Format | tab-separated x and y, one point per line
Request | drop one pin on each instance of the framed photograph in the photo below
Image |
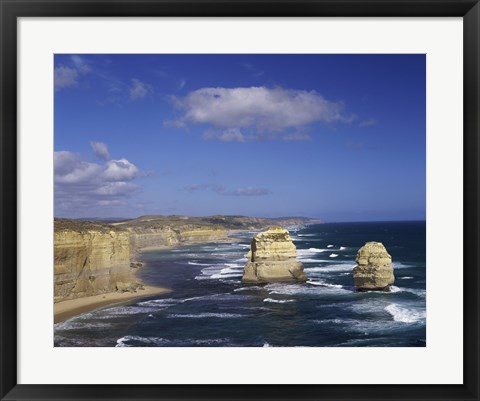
228	200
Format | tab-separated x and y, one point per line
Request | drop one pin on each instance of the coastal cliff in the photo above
90	259
155	231
272	258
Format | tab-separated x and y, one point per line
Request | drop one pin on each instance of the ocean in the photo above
209	307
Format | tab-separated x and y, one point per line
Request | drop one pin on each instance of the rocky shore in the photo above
98	259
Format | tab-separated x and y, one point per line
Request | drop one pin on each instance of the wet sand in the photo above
67	309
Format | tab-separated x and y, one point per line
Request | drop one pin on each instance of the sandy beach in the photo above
67	309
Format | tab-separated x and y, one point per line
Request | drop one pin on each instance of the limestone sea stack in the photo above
374	271
273	258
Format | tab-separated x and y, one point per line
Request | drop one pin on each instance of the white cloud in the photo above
65	76
266	111
248	191
80	185
368	123
80	64
297	136
229	135
120	170
101	150
139	89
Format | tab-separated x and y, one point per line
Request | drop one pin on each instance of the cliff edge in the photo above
90	259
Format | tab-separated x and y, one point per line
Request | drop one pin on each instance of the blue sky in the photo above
336	137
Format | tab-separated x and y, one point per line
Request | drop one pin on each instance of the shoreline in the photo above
70	308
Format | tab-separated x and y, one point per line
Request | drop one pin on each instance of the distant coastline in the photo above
96	262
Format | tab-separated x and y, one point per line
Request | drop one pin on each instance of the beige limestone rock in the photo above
374	269
272	258
90	262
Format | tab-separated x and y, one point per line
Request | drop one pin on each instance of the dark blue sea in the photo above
209	307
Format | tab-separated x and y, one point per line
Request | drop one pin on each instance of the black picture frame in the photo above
10	10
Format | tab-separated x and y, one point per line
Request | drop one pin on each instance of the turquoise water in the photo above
210	307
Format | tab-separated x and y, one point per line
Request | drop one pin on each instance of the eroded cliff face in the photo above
272	258
91	259
374	270
144	238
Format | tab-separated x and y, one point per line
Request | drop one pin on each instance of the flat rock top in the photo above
373	253
83	226
274	234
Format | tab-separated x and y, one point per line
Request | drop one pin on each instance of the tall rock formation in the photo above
374	269
90	259
272	258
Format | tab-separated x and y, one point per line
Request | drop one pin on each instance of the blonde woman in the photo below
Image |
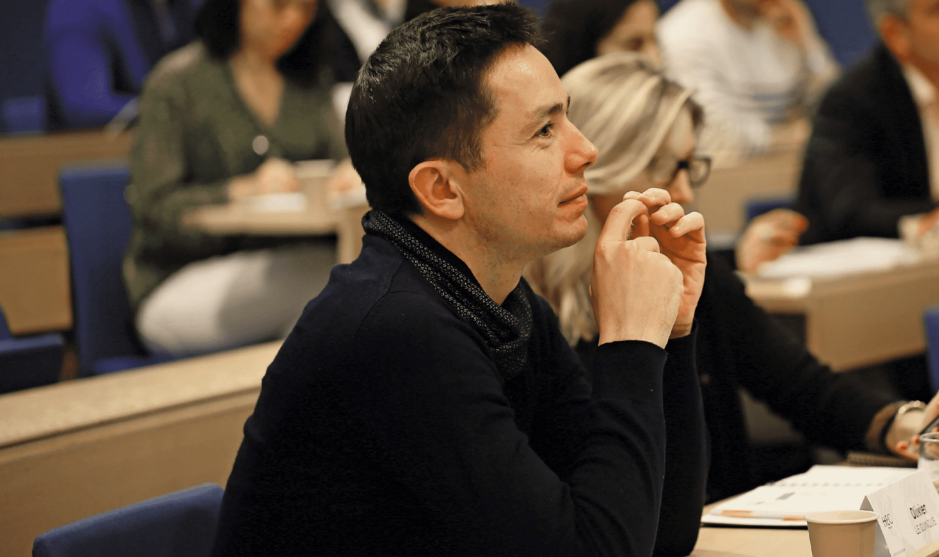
645	128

* **TASK STATEMENT**
Please find all lines of the entries that hold the string "below" and copy them.

* **TASK ANSWER**
Request | drop one pin on each instance of the framed photograph in the photo below
Request | drop one pin on each instance of the blonde woman in the photo below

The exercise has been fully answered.